WORK INSTRUCTION — In the excerpt about Eifman's ballet Rodin, where does the ballet begin?

Though named after the groundbreaking French sculptor, the true muse of Rodin is his ill-fated lover and protégée, Camille Claudel. A gifted sculptor in her own right, Claudel had a passionate relationship with her mentor before destroying most of her works and being diagnosed as schizophrenic. She was committed to a mental hospital, where she died in 1943 after 30 years in confinement.
Eifman says he is interested in “how a sculptor expresses and gives shape to the human soul,” which he compares to the work of a choreographer, as well as the theme of “creative sacrifice.” “We know the great masterpieces of Rodin and Claudel, but we rarely think about the spiritual suffering that paid for them,” he says.
Reversing the chronology, Eifman begins the ballet in a lunatic asylum, where Rodin rescues Claudel and brings her to his Paris studio. The couple spend time both at work and out on the city’s raucous fin de siècle nightlife scene. As Claudel descends into madness, their relationship unfolds against the music of Romantic composers such as Debussy and Ravel.

SUPPLIED INFORMATION —
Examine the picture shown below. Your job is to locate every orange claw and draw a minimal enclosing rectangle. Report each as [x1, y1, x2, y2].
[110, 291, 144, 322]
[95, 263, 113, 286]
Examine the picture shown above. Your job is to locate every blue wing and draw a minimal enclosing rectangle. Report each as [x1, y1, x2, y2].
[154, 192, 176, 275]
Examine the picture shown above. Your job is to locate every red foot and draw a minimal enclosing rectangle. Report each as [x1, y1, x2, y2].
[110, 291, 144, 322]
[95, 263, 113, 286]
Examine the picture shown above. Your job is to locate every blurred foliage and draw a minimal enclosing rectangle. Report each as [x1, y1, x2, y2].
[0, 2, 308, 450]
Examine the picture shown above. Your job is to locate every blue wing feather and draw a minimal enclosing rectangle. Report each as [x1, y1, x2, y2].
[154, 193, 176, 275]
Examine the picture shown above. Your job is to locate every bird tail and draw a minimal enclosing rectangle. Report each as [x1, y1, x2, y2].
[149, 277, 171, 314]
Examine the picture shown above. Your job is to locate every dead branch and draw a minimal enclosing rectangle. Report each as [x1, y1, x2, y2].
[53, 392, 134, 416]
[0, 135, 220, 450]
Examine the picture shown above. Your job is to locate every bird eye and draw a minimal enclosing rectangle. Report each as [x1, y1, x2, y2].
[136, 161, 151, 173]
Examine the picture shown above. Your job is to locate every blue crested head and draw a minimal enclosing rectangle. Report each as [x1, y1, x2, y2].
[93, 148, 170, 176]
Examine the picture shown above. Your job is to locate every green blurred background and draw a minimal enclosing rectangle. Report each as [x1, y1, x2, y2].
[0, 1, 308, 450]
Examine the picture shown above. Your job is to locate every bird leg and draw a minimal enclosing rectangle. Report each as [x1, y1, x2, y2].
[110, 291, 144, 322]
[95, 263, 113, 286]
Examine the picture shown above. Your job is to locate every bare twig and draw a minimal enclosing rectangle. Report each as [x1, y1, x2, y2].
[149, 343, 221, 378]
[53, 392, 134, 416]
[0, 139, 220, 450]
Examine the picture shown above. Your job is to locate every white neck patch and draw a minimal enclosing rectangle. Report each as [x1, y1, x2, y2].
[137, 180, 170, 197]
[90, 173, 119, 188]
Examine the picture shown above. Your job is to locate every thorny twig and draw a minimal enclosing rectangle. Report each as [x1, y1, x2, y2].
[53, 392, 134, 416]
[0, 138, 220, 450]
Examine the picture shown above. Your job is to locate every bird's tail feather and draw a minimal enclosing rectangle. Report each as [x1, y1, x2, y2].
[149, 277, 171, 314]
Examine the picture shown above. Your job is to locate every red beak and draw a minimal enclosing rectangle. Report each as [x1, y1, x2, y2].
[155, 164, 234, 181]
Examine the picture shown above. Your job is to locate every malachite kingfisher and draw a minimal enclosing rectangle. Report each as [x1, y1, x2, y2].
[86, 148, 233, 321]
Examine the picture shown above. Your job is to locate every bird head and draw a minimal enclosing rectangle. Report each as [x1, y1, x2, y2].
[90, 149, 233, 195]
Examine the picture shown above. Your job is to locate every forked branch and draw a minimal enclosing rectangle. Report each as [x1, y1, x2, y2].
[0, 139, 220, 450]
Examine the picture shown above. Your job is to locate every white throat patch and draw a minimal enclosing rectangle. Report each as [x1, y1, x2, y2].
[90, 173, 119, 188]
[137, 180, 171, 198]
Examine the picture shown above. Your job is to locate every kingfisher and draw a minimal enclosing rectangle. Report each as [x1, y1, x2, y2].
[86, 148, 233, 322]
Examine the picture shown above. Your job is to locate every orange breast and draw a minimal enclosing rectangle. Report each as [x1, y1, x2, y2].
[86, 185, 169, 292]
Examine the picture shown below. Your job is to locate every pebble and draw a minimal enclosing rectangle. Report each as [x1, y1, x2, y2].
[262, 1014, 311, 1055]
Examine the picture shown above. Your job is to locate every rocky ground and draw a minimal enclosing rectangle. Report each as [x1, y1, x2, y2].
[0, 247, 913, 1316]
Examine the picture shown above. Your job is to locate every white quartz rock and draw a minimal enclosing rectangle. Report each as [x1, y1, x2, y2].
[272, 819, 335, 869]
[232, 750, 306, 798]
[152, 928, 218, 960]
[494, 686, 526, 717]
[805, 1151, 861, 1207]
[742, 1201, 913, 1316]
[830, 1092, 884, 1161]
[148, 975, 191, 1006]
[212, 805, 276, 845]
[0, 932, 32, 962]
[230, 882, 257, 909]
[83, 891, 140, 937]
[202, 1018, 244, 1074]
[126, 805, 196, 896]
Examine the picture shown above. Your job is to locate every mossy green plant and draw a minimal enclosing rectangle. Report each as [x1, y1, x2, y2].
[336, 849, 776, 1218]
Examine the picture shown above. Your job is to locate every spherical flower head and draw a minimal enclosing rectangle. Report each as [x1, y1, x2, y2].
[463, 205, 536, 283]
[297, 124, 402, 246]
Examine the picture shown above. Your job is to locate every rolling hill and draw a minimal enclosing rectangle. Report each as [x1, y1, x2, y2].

ANSWER AREA — In a lunatic asylum, where Rodin rescues Claudel.